**Text provided:**
# S&P 500 companies and their historical price

In [None]:
!pip install yfinance

In [3]:
import bs4 as bs
import requests
import yfinance as yf
import datetime
import pandas as pd
import pdb
import time
import numpy as np


def get_company_price():
  #set to the most recent quarter
  start = datetime.datetime(2020,1,1)
  end = datetime.datetime(2020,3,31)
  resp = requests.get('http://en.wikipedia.org/wiki/List_of_S%26P_500_companies')
  soup = bs.BeautifulSoup(resp.text, 'lxml')
  table = soup.find('table', {'class': 'wikitable sortable'})
  tickers = []
  for row in table.findAll('tr')[1:]:
      ticker = row.findAll('td')[0].text.replace('\n', '').replace('.','-')
      tickers.append(ticker)
  data = yf.download(tickers, start=start, end=end,group_by='ticker',auto_adjust=False)
  return data

def get_company_performance():
  #set to the most recent quarter
  df_OHLC = get_company_price()
  col_drop =[i for i in df_OHLC.columns if i[1]!='Close']
  df_close = df_OHLC.drop(columns=col_drop)
  df_close.columns = [i[0] for i in df_close.columns]
  df_close = df_close.fillna(method = 'bfill').fillna(method = 'ffill')
  df_close = df_close.transpose()

**Data rows:**
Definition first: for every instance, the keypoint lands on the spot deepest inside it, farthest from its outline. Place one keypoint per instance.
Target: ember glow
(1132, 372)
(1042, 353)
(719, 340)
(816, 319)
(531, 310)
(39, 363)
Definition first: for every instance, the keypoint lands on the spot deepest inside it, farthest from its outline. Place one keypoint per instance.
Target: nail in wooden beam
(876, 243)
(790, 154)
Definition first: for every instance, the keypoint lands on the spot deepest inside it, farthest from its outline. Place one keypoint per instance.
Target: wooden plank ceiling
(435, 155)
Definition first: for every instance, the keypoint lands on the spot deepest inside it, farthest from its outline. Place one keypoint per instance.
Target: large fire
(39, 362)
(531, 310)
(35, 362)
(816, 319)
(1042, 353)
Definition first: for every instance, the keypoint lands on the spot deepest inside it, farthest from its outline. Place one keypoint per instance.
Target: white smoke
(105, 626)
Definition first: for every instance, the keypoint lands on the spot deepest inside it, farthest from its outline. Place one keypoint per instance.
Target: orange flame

**What this exercise asks:**
#1 Answer these questions from the S&P 500 code:
(a) What end date is set in get_company_price?
(b) What web address does requests.get fetch?
(c) Which column label does get_company_performance keep when it builds col_drop?
#2 Say whether each statement agrees with the S&P 500 code. Give yes or no and quote the words that decide it.
(a) The start date is January 1, 2020.
(b) The download call sets auto_adjust to True.
(c) Periods in each ticker are replaced with hyphens.
#3 Reproduce the S&P 500 code word for word between "return data" and "df_close = df_OHLC.drop(columns=col_drop)", inclusive.
The entries above come from a different source than the S&P 500 code.

**Solution set:**
#1
(a) March 31, 2020, written as datetime.datetime(2020,3,31).
(b) http://en.wikipedia.org/wiki/List_of_S%26P_500_companies
(c) 'Close'

#2
(a) Yes: "start = datetime.datetime(2020,1,1)"
(b) No: "auto_adjust=False"
(c) Yes: ".replace('.','-')"

#3
return data

def get_company_performance():
  #set to the most recent quarter
  df_OHLC = get_company_price()
  col_drop =[i for i in df_OHLC.columns if i[1]!='Close']
  df_close = df_OHLC.drop(columns=col_drop)